PROMPT:
Output exactly the lines from the one with "the green mountain" through the last line of the data below, both included, and nothing more.

(Items listed in a dataset)
-- -- --
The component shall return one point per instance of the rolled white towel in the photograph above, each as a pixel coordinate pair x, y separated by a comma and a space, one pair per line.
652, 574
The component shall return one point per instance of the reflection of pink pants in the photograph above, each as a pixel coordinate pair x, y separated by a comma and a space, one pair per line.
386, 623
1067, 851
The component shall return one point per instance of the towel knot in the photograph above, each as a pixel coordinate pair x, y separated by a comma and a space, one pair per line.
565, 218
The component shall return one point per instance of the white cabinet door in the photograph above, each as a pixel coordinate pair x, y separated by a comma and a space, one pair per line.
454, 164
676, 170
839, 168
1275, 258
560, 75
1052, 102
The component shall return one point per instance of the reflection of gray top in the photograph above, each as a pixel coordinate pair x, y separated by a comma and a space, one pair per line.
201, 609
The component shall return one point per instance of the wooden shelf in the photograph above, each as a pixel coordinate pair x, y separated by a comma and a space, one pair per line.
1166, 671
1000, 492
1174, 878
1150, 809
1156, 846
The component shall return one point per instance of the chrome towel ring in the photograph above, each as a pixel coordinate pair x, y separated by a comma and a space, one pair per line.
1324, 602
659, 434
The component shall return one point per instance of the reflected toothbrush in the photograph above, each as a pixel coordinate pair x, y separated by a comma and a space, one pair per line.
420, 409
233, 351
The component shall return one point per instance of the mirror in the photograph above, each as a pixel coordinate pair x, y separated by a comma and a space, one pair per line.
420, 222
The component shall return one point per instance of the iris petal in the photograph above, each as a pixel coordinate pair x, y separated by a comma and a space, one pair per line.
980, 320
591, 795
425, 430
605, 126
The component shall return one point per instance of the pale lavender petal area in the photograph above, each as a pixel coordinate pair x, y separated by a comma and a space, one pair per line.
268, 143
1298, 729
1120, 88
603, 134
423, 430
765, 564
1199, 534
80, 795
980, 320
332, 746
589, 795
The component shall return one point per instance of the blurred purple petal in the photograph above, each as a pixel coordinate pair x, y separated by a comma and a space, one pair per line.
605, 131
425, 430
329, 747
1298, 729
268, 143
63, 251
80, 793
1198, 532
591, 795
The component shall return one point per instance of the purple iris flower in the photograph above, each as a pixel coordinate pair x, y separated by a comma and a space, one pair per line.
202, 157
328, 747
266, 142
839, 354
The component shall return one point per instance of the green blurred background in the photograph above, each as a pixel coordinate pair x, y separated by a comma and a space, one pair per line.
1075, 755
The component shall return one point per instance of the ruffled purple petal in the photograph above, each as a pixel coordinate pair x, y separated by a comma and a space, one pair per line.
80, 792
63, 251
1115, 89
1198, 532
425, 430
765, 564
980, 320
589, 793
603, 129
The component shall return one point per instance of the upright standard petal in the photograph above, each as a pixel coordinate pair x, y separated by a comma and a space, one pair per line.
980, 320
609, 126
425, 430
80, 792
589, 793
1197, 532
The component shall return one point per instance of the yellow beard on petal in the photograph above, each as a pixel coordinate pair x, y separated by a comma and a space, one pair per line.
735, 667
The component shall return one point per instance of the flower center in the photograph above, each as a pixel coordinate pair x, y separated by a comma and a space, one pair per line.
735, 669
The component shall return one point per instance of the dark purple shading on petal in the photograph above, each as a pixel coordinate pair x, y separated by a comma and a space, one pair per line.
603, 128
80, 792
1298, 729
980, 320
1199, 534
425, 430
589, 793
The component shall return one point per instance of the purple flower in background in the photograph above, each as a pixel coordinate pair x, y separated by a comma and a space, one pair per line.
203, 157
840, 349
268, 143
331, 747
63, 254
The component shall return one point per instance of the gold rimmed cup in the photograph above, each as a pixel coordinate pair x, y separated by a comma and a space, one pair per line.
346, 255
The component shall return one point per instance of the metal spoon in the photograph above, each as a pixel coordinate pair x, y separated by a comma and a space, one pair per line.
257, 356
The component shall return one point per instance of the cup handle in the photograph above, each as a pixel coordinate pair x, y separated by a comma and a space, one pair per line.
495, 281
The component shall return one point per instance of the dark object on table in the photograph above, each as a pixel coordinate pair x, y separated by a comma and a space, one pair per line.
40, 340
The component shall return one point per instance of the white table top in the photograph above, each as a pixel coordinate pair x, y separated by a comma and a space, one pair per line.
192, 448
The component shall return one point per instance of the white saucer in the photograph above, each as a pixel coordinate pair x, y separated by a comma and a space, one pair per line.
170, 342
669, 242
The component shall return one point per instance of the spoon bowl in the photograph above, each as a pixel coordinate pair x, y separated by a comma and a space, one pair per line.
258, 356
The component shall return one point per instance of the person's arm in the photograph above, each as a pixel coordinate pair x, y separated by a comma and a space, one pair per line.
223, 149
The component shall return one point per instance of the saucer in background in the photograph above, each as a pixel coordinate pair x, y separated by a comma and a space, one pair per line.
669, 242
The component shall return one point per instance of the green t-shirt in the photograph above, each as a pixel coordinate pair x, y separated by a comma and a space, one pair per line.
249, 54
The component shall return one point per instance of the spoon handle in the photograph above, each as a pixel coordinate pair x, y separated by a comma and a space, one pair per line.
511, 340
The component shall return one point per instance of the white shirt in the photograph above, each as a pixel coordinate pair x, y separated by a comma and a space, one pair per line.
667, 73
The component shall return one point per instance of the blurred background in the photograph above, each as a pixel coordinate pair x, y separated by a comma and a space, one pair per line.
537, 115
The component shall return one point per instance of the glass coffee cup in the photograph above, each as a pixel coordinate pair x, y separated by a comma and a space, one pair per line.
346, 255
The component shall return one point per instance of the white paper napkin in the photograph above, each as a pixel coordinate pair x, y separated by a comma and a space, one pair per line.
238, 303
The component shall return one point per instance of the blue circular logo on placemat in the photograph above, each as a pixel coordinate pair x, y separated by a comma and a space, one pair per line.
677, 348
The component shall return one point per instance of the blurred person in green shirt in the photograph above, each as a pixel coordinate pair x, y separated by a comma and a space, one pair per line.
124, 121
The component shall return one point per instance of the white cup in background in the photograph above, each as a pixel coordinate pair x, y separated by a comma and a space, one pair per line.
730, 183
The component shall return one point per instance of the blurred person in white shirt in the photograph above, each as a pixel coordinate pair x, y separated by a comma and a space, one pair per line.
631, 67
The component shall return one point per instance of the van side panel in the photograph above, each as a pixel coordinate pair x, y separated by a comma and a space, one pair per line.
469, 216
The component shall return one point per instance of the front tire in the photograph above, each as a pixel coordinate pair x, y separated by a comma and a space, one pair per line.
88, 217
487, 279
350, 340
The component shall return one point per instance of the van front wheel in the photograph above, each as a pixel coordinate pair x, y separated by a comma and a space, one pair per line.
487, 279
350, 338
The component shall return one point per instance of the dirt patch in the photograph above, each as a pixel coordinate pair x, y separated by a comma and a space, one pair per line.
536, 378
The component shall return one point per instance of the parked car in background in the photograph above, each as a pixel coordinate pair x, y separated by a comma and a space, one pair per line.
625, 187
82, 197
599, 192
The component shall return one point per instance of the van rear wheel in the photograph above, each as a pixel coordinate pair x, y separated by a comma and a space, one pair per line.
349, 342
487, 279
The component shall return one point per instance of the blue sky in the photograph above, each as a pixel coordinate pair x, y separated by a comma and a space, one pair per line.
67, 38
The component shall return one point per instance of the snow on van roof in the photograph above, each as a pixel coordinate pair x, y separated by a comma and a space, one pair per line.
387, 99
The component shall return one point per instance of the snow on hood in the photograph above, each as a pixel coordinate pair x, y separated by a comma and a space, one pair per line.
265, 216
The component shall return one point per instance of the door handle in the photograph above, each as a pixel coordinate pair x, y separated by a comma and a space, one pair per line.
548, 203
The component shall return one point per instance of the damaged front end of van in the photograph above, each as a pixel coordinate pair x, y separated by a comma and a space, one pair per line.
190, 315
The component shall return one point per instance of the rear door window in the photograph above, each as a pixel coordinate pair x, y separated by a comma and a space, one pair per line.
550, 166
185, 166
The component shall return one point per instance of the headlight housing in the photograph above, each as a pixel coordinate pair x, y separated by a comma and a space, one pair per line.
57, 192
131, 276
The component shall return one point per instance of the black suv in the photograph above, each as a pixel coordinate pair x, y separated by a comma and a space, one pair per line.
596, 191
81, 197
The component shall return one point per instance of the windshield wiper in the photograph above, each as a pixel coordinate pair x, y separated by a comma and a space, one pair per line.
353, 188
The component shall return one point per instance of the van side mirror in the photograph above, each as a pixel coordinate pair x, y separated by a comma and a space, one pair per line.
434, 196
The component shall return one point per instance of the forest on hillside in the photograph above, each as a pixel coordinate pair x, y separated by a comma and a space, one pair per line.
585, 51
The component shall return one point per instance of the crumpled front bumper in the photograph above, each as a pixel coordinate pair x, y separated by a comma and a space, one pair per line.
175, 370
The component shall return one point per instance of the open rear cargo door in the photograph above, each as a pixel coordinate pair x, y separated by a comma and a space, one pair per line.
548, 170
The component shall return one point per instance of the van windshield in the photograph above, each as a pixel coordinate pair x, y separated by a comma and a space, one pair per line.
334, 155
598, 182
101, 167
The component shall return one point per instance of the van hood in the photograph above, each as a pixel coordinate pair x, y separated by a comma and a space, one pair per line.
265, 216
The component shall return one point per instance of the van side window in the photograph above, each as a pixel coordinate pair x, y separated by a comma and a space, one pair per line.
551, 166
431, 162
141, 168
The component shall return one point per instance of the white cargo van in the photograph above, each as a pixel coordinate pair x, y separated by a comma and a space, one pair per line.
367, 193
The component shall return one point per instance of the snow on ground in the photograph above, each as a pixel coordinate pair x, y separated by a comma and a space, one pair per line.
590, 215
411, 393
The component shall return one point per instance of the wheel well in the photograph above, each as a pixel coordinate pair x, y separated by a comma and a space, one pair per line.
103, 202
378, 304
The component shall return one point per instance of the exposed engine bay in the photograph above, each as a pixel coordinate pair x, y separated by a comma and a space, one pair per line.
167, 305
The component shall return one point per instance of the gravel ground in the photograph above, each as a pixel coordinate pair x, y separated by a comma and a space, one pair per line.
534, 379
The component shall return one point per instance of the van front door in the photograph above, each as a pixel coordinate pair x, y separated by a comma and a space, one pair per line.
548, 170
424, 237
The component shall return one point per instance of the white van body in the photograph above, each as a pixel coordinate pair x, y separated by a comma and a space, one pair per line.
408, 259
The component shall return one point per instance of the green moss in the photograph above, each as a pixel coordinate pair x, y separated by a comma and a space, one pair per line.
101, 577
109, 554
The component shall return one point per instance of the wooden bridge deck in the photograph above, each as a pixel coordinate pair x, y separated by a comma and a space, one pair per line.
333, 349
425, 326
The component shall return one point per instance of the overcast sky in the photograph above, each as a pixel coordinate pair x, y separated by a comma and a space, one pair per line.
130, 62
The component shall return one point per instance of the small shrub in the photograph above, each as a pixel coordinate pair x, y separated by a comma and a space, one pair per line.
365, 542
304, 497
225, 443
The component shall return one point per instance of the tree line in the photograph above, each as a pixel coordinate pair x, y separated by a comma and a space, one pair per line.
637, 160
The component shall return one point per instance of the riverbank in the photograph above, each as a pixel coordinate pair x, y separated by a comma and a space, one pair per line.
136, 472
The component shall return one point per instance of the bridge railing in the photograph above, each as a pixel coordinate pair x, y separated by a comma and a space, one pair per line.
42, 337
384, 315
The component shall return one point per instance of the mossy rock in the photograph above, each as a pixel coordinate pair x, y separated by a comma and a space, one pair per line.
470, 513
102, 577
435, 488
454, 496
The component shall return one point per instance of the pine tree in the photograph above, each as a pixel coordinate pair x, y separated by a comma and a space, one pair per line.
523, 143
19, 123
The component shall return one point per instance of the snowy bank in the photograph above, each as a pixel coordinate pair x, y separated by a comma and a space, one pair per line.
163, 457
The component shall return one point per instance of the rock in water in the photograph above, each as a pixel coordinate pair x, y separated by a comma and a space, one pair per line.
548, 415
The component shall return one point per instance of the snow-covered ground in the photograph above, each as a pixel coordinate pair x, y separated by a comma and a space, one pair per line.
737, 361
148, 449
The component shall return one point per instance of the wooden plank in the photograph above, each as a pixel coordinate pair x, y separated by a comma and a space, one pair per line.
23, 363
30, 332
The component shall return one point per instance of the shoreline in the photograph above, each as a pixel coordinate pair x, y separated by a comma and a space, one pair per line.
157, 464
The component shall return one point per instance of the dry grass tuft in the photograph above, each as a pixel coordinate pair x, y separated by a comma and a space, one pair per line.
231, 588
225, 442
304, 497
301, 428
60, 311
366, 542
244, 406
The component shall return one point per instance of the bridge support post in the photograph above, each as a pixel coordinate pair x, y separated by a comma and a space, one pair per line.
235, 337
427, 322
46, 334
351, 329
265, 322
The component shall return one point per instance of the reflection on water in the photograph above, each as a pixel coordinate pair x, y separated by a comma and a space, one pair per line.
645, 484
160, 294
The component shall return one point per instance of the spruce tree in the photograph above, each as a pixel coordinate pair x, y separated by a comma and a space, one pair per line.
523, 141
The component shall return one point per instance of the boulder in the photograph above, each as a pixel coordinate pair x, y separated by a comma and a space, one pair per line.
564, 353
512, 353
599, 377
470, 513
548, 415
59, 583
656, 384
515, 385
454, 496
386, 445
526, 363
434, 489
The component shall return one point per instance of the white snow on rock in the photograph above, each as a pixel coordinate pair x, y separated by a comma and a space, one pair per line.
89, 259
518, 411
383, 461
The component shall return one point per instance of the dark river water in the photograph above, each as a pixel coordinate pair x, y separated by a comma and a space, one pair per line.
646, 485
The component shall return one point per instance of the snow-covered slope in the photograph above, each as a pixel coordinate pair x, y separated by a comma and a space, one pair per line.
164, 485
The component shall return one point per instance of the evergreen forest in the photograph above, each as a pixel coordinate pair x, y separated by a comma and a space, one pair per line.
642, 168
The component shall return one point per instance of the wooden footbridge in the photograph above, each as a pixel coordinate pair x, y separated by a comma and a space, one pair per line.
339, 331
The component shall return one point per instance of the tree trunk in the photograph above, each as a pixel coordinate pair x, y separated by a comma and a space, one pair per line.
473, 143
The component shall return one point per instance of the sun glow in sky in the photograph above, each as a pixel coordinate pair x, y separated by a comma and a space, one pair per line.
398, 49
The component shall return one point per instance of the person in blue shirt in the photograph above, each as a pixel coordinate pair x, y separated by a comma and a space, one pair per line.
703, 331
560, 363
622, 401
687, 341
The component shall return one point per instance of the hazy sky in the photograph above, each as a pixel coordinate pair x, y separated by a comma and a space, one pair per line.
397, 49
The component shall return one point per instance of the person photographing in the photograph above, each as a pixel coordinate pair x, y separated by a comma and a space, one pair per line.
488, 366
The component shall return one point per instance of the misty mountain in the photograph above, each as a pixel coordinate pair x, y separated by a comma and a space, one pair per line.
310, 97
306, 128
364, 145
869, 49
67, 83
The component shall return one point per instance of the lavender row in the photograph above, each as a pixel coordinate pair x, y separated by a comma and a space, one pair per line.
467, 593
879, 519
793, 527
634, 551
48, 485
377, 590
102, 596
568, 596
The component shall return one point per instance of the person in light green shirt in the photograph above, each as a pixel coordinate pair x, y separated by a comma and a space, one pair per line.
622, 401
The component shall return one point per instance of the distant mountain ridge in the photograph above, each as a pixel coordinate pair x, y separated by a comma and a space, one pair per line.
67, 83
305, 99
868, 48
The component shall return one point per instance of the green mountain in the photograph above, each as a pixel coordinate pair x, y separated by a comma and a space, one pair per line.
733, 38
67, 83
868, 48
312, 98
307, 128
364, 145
-- -- --
RESPONSE TO THE TASK:
The component shall return one point per instance of the green mountain in the photograph above, each as a pixel coordinate pair x, y separated by a comma and a space, one pair per line.
733, 38
67, 83
868, 48
312, 98
307, 128
364, 145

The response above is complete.